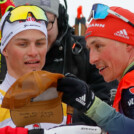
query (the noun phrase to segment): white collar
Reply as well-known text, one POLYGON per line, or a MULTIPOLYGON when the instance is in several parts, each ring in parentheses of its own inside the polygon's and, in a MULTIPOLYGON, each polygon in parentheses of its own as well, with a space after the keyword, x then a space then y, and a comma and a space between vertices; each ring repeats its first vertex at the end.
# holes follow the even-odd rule
POLYGON ((4 81, 2 82, 2 84, 0 85, 0 89, 4 90, 5 92, 7 92, 7 90, 11 87, 11 85, 16 81, 16 79, 14 77, 12 77, 11 75, 6 74, 4 81))

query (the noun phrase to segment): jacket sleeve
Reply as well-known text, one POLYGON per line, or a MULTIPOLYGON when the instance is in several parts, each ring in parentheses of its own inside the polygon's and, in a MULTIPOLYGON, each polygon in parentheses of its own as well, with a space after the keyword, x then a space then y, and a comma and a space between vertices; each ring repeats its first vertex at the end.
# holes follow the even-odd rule
POLYGON ((10 126, 6 126, 4 128, 0 128, 0 134, 28 134, 28 129, 21 127, 12 128, 10 126))
POLYGON ((86 115, 109 134, 131 134, 134 132, 134 120, 116 112, 114 108, 97 97, 86 115))

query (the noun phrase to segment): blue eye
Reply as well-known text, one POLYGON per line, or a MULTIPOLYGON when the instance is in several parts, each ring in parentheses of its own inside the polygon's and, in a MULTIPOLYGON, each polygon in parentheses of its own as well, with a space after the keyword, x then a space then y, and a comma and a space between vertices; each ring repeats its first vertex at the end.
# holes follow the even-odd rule
POLYGON ((18 46, 20 46, 20 47, 26 47, 27 46, 27 43, 19 43, 18 46))
POLYGON ((40 42, 38 42, 38 43, 36 43, 36 45, 42 45, 43 43, 40 43, 40 42))
POLYGON ((43 46, 46 45, 46 41, 40 41, 40 42, 36 42, 37 46, 43 46))

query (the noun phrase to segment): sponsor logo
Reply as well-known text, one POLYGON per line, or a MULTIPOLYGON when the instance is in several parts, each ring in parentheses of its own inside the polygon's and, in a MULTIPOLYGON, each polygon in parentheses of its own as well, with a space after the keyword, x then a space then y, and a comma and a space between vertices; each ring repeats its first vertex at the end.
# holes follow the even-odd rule
POLYGON ((134 105, 134 98, 129 99, 128 106, 134 105))
POLYGON ((129 91, 131 94, 134 94, 134 87, 130 88, 129 91))
POLYGON ((35 24, 30 24, 30 25, 28 25, 28 24, 25 24, 24 25, 24 28, 26 28, 26 27, 29 27, 29 26, 31 26, 31 27, 40 27, 39 25, 35 25, 35 24))
POLYGON ((82 104, 83 106, 86 105, 85 101, 86 101, 86 95, 84 94, 83 96, 76 98, 75 99, 77 102, 79 102, 80 104, 82 104))
POLYGON ((122 29, 120 31, 117 31, 116 33, 114 33, 115 36, 119 36, 119 37, 122 37, 122 38, 125 38, 125 39, 129 39, 129 36, 127 34, 127 31, 126 29, 122 29))
POLYGON ((54 59, 53 61, 54 61, 54 62, 62 62, 62 61, 63 61, 63 58, 54 59))
POLYGON ((88 27, 101 27, 101 28, 104 28, 105 24, 99 24, 99 23, 89 24, 88 27))
MULTIPOLYGON (((28 16, 26 21, 35 21, 35 22, 41 23, 41 21, 36 21, 36 19, 34 17, 31 17, 31 16, 28 16)), ((19 21, 19 23, 22 23, 22 22, 24 22, 24 21, 19 21)))

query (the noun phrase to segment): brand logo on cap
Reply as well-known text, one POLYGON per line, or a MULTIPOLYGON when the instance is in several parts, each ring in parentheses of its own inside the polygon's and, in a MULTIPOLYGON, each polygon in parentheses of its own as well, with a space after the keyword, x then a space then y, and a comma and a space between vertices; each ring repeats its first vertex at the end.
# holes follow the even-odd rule
POLYGON ((95 24, 89 24, 88 27, 105 27, 105 24, 99 24, 99 23, 95 23, 95 24))
POLYGON ((40 5, 50 7, 51 6, 50 0, 40 0, 40 5))
POLYGON ((117 31, 116 33, 114 33, 115 36, 119 36, 119 37, 122 37, 122 38, 125 38, 125 39, 129 39, 129 36, 127 34, 127 31, 126 29, 122 29, 120 31, 117 31))

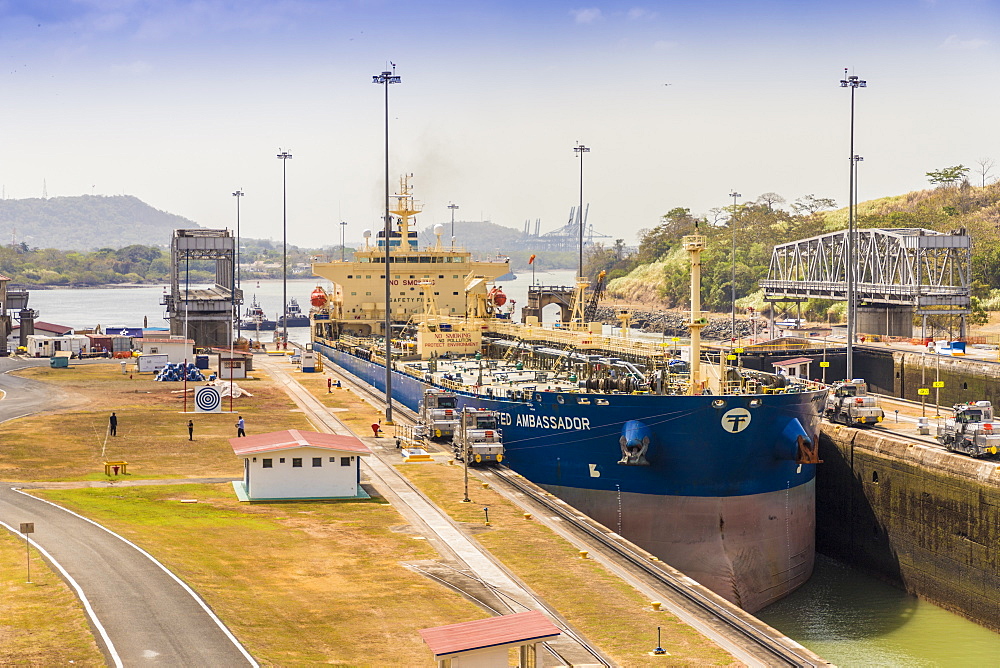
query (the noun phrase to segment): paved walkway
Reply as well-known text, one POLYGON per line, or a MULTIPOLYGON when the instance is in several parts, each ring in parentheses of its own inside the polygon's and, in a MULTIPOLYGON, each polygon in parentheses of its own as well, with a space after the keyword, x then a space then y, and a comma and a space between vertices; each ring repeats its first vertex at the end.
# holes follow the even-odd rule
MULTIPOLYGON (((299 385, 289 371, 290 365, 283 359, 254 358, 254 363, 266 368, 271 376, 281 383, 289 396, 302 408, 307 416, 321 424, 317 428, 334 434, 351 435, 354 433, 332 415, 316 397, 299 385)), ((389 438, 362 438, 372 448, 372 456, 362 458, 363 470, 368 474, 372 484, 392 504, 412 526, 425 536, 442 556, 462 564, 465 569, 474 573, 489 587, 498 589, 510 600, 516 601, 523 609, 540 610, 551 616, 553 611, 543 606, 541 601, 510 575, 493 556, 484 550, 478 542, 466 535, 440 508, 431 503, 419 491, 414 489, 406 478, 395 468, 380 459, 379 451, 382 444, 390 442, 389 438)), ((395 448, 391 457, 399 457, 395 448)), ((521 612, 521 609, 515 610, 521 612)), ((562 629, 567 625, 564 620, 556 619, 555 623, 562 629)), ((576 643, 570 635, 564 635, 549 643, 563 657, 572 661, 574 666, 600 665, 576 643)), ((546 665, 552 658, 545 657, 546 665)))
MULTIPOLYGON (((3 373, 16 366, 0 361, 0 390, 6 392, 0 422, 53 401, 49 386, 3 373)), ((0 483, 0 525, 16 533, 21 522, 35 524, 33 544, 83 601, 109 663, 257 665, 197 594, 147 553, 90 520, 12 489, 15 485, 0 483)))

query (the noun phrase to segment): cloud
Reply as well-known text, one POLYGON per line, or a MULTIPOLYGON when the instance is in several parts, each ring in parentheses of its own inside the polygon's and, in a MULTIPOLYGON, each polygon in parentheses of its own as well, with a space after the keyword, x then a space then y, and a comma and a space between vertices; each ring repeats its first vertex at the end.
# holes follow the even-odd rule
POLYGON ((656 17, 656 12, 651 12, 643 7, 633 7, 628 10, 626 14, 630 21, 640 21, 643 19, 651 19, 656 17))
POLYGON ((131 63, 122 63, 119 65, 111 66, 111 71, 115 72, 116 74, 139 75, 139 74, 146 74, 152 69, 153 66, 150 65, 145 60, 135 60, 132 61, 131 63))
POLYGON ((677 48, 677 42, 660 39, 653 42, 653 51, 672 51, 677 48))
POLYGON ((985 39, 959 39, 958 35, 948 35, 948 39, 941 44, 941 48, 953 51, 975 51, 988 44, 989 41, 985 39))
POLYGON ((601 18, 601 10, 597 7, 571 9, 569 13, 573 15, 577 23, 593 23, 601 18))

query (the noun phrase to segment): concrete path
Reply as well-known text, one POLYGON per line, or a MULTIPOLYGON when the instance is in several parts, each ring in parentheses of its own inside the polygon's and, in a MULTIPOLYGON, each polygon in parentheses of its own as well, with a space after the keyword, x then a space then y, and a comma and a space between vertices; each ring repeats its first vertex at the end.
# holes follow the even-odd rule
MULTIPOLYGON (((23 365, 0 360, 0 390, 6 393, 0 400, 0 422, 53 405, 49 386, 4 373, 23 365)), ((0 483, 0 525, 17 533, 20 523, 34 523, 32 544, 83 601, 110 664, 257 665, 197 594, 146 552, 13 486, 0 483)))

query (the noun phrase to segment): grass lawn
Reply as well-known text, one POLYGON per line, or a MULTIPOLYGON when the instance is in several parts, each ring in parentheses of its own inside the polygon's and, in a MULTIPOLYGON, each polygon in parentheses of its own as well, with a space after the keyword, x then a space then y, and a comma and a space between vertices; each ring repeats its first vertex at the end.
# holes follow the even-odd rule
MULTIPOLYGON (((151 374, 130 379, 118 364, 68 369, 31 367, 18 375, 82 395, 88 409, 37 415, 5 423, 0 439, 0 480, 106 480, 105 461, 128 462, 128 478, 190 478, 243 475, 229 439, 231 413, 184 413, 182 383, 160 383, 151 374), (118 415, 118 436, 108 436, 108 417, 118 415), (194 440, 187 423, 193 420, 194 440)), ((311 429, 288 395, 260 371, 240 381, 253 397, 234 400, 248 434, 311 429)), ((188 383, 188 388, 193 388, 188 383)), ((193 392, 187 408, 193 410, 193 392)), ((223 409, 229 400, 223 399, 223 409)))
MULTIPOLYGON (((16 527, 15 527, 16 528, 16 527)), ((24 540, 0 528, 0 665, 103 666, 83 605, 24 540)))
POLYGON ((401 565, 437 555, 382 501, 241 504, 229 484, 36 493, 156 556, 262 665, 433 665, 419 629, 486 616, 401 565))

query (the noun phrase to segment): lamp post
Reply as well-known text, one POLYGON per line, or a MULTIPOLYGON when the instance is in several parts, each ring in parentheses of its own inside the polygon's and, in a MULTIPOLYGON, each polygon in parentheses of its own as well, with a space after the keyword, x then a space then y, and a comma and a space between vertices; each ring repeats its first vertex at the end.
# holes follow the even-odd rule
POLYGON ((242 190, 237 190, 233 193, 233 197, 236 198, 236 287, 240 287, 240 198, 243 197, 245 193, 242 190))
MULTIPOLYGON (((389 84, 401 83, 396 75, 396 65, 391 72, 372 76, 372 83, 385 89, 385 423, 392 424, 392 306, 389 302, 389 238, 392 221, 389 219, 389 84)), ((404 240, 405 241, 405 240, 404 240)))
MULTIPOLYGON (((851 156, 851 165, 852 165, 851 169, 854 172, 853 173, 853 177, 854 177, 854 179, 853 179, 853 181, 854 181, 854 185, 853 185, 853 188, 854 188, 854 197, 852 198, 852 202, 853 202, 852 206, 854 207, 854 215, 851 217, 851 220, 854 221, 854 226, 855 227, 857 227, 857 221, 858 221, 858 163, 861 162, 862 160, 864 160, 864 158, 862 158, 860 155, 853 155, 853 156, 851 156)), ((855 244, 854 255, 857 255, 857 243, 858 243, 857 230, 855 230, 855 232, 853 233, 852 236, 854 237, 854 244, 855 244)), ((859 277, 857 275, 858 268, 857 268, 857 266, 855 266, 854 262, 851 262, 851 265, 854 266, 854 272, 855 272, 854 283, 857 284, 858 279, 859 278, 864 278, 864 276, 860 276, 859 277)), ((855 285, 855 290, 857 290, 857 285, 855 285)), ((886 312, 888 313, 888 309, 886 309, 886 312)), ((855 293, 854 303, 851 306, 851 322, 857 323, 857 321, 858 321, 857 318, 858 318, 858 299, 857 299, 857 294, 855 293)), ((857 325, 855 325, 854 326, 855 334, 857 333, 857 329, 858 329, 857 325)), ((885 333, 886 334, 889 333, 888 325, 886 326, 886 332, 885 333)))
POLYGON ((847 202, 847 377, 854 378, 854 91, 858 88, 866 88, 868 82, 859 79, 856 75, 847 76, 847 68, 844 68, 844 78, 840 80, 841 88, 851 89, 851 152, 848 157, 851 161, 849 170, 850 183, 848 187, 847 202))
POLYGON ((340 221, 340 261, 346 262, 344 259, 344 233, 347 231, 347 223, 345 221, 340 221))
POLYGON ((285 166, 292 154, 282 151, 281 160, 281 321, 284 340, 288 341, 288 180, 285 166))
POLYGON ((457 204, 449 204, 448 208, 451 209, 451 245, 455 245, 455 209, 458 208, 457 204))
POLYGON ((583 278, 583 154, 590 153, 590 149, 578 143, 573 147, 573 152, 580 158, 580 208, 576 211, 577 218, 580 219, 580 264, 577 276, 583 278))
POLYGON ((732 297, 733 297, 733 308, 732 308, 732 324, 730 325, 731 327, 730 334, 731 337, 735 340, 736 339, 736 200, 739 199, 740 197, 743 197, 743 195, 733 190, 731 193, 729 193, 729 196, 733 198, 733 215, 729 217, 729 224, 733 228, 731 230, 733 236, 733 255, 731 261, 733 266, 732 266, 732 277, 730 278, 730 287, 732 288, 732 297))

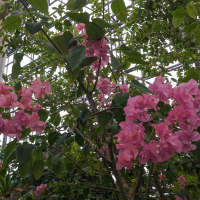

--

* Exercise instructions:
Search the entries above for the string "logo", and report each line where it occurs.

* Solution for this task:
query (the noun phrase to segment): sponsor logo
query (the noun phrase to segment): brand logo on cap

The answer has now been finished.